Study text:
Tributes flood in for popular academy trust co-founder Dean Jayson with money being raised for small Israeli charities.

Dean Jayson
Dean Jayson

Friends and colleagues of a Jewish man from Essex described as “the ultimate mensch” have raised more than £21,000 for a range of small Israeli charities after his death at the age of 48.

Dean Jayson, who co-founded the Jewish Community Academy Trust (JCAT), was lauded by those who knew him, including Michael Goldstein, chair of JCAT and President of the United Synagogue.

“Our community has been deeply shaken by the sudden loss of Dean,” he said. “Though words on a page cannot do justice to everything Dean was or did for so many people, I would like to attempt to thank him for the extraordinary impact he had on those he met.”

A senior manager in the IT industry, Jayson was co-vice chair of the JCAT Trustee board, having been on the governing body at Wolfson Hillel, and was described by those who knew him as “the life and soul of the party”.

Instructions:
- 1) In the article about Dean Jayson, reproduce the passage word for word, starting at "Dean Jayson, who" and stopping after "the United Synagogue.".
- 2) According to the article about Dean Jayson, what organization did he co-found?
- 3) Write the next part of the article about Dean Jayson, picking up after its last sentence.

Information supplied:
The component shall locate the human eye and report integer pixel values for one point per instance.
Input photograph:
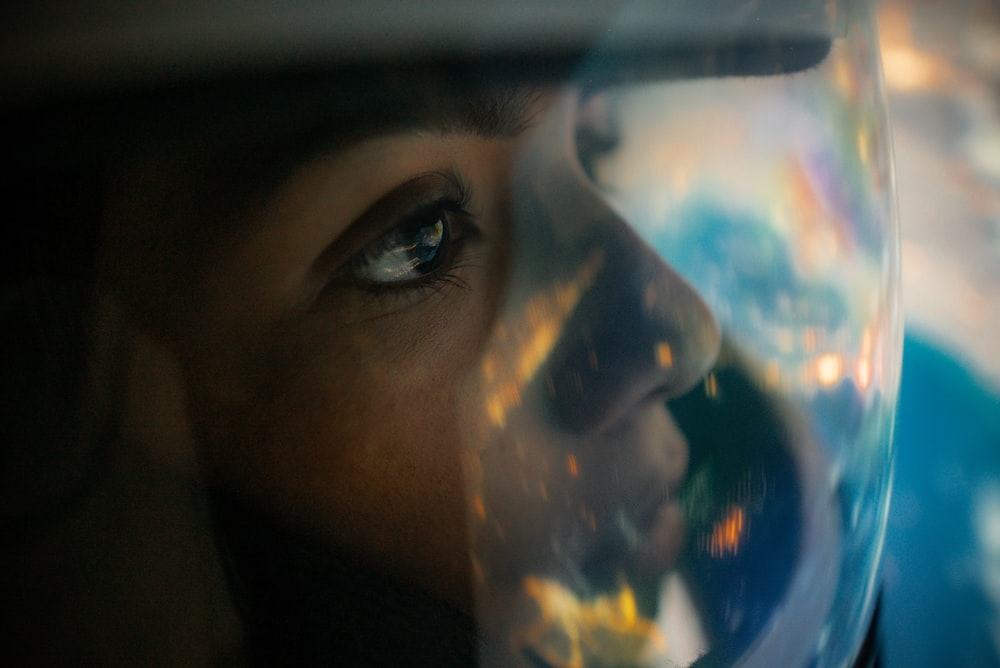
(422, 231)
(416, 249)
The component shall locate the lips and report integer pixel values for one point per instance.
(645, 533)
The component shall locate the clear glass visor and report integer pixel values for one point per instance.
(687, 393)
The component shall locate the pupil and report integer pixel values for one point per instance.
(428, 243)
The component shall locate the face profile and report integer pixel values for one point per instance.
(483, 365)
(430, 334)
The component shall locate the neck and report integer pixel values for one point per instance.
(304, 604)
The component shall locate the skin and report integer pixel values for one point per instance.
(359, 412)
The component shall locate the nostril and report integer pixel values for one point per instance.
(623, 348)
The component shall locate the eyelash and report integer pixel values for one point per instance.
(457, 229)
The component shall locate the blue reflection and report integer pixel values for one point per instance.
(938, 606)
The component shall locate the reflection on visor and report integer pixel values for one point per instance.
(640, 499)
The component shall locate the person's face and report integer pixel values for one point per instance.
(440, 351)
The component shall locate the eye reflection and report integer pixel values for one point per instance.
(410, 251)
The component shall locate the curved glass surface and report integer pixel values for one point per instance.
(685, 454)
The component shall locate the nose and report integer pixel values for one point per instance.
(638, 331)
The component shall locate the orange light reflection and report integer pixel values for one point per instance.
(571, 632)
(529, 339)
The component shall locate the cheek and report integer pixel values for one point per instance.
(357, 436)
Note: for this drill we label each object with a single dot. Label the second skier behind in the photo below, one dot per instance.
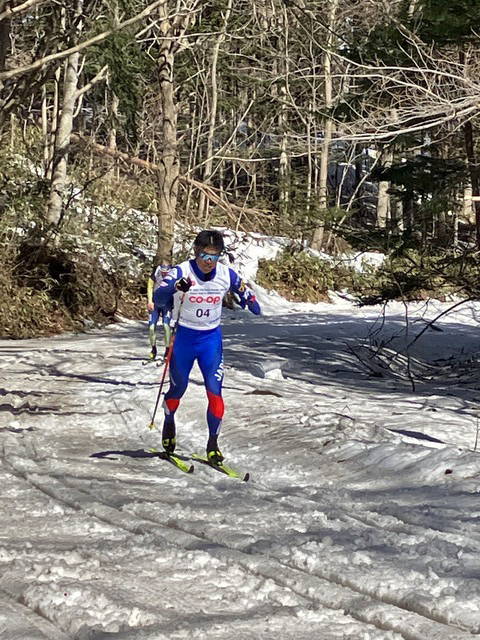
(157, 311)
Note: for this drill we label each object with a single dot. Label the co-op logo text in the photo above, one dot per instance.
(207, 299)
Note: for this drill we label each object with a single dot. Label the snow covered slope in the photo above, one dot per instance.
(360, 520)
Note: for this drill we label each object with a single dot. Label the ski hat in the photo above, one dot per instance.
(209, 238)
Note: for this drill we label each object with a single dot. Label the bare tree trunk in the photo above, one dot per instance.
(169, 166)
(208, 166)
(328, 128)
(4, 46)
(383, 200)
(62, 140)
(474, 175)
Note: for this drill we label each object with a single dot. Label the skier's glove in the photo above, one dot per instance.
(183, 284)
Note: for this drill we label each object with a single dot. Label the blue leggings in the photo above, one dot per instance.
(207, 348)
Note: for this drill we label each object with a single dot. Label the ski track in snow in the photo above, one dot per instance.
(332, 539)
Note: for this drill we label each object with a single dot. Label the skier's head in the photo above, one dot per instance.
(165, 267)
(208, 247)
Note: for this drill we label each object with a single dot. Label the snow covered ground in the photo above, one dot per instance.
(360, 520)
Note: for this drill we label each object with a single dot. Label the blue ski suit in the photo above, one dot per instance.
(198, 334)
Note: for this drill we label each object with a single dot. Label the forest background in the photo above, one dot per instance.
(341, 125)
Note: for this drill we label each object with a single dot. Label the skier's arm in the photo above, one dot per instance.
(163, 296)
(247, 298)
(150, 284)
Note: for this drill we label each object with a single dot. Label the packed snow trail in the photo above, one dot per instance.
(359, 521)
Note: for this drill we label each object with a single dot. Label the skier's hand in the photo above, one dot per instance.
(183, 284)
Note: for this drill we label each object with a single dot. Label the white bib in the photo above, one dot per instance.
(202, 305)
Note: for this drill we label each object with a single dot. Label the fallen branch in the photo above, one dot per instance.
(210, 192)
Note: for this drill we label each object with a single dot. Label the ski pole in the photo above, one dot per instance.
(167, 362)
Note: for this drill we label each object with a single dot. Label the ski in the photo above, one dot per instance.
(223, 468)
(178, 462)
(158, 362)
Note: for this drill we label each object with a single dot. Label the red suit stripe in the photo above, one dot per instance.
(215, 405)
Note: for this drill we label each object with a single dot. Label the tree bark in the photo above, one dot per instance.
(62, 141)
(328, 127)
(383, 200)
(208, 166)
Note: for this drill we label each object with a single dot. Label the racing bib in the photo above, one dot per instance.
(202, 305)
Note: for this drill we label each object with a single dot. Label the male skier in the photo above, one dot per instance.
(197, 288)
(155, 311)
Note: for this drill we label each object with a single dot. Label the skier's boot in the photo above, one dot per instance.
(213, 452)
(153, 353)
(168, 436)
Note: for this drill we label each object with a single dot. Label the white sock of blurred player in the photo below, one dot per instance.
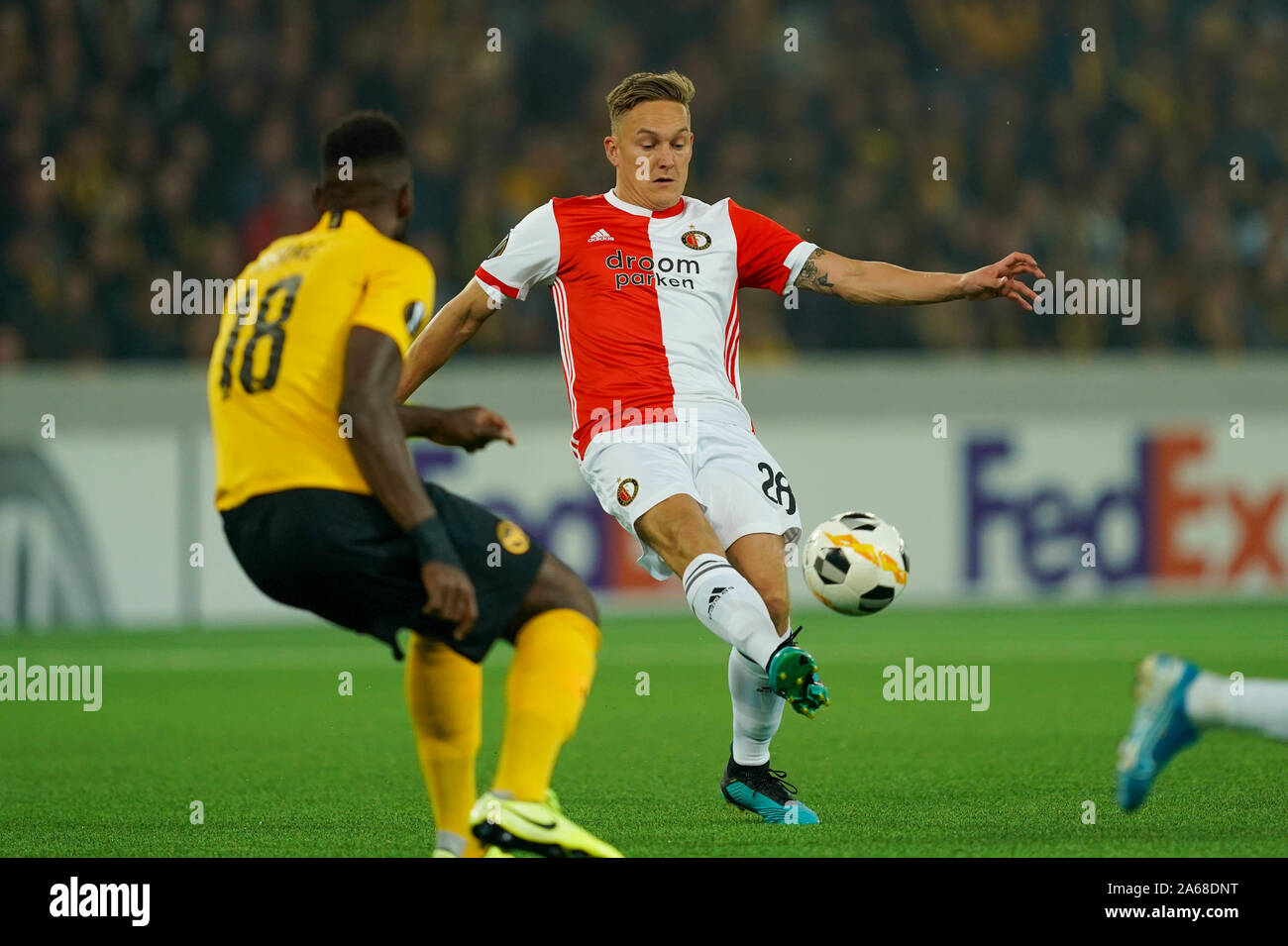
(756, 710)
(733, 610)
(1262, 705)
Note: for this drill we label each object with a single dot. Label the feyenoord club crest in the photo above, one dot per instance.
(696, 240)
(626, 490)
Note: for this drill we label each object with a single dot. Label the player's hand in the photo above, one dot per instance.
(472, 429)
(450, 596)
(1000, 280)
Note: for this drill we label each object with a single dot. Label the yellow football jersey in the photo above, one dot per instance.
(274, 382)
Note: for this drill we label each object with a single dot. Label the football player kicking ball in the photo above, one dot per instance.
(645, 282)
(323, 510)
(1176, 700)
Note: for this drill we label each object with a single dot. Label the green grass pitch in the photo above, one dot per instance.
(252, 723)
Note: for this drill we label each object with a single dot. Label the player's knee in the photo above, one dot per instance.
(558, 585)
(778, 605)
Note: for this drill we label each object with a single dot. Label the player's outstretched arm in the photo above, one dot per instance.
(372, 368)
(451, 327)
(881, 283)
(469, 428)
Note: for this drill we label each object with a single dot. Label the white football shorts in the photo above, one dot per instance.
(739, 485)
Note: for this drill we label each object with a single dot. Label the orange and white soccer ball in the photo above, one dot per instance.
(855, 563)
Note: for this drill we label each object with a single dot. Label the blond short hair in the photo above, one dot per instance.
(648, 86)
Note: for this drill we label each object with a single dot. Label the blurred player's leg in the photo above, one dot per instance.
(1260, 705)
(1176, 700)
(445, 695)
(550, 676)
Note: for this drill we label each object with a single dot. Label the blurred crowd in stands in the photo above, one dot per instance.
(1107, 163)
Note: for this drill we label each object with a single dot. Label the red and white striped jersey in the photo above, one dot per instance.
(647, 301)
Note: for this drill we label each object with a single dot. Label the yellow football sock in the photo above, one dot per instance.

Results for the exercise:
- 1)
Dean Jayson, who co-founded the Jewish Community Academy Trust (JCAT), was lauded by those who knew him, including Michael Goldstein, chair of JCAT and President of the United Synagogue.

- 2) The Jewish Community Academy Trust (JCAT).

- 3)
Friend Suzanne Baum said: “Dean was the ultimate mensch. A best friend, father, husband, and son. Loyal, fair, intelligent, loud, kind, hospitable, outspoken, funny, passionate, and a mentor to my eldest son.”

Goldstein said Jayson “made monumental contributions” to the success of JCAT, adding that “he cared greatly about the education of our children, as demonstrated by the sheer volume of hours he committed to his various roles”.

His wife Judianne has asked that those wishing to give money in him memory should donate to Myisrael, which was set up in 2008 “to connect UK donors with small but inspirational charities in Israel that had previously fallen under the radar”.

By Wednesday afternoon, more than 280 donors had raised £21,000. Writing online, Judianne paid tribute to her friends who had supported her and her children.

“They have never left my side, cooked for me, supported my grieving children, changed my sheets, picked up dog poo from the garden, spoken to the coroner, picked me up from the floor when I couldn’t cope, created groups to support my children forever more, got them therapy, Babybel lights or sushi when they asked, made me endless cups of tea, ensured that I ate, made rotas to feed me and support me after the shiva ends, I could go on.”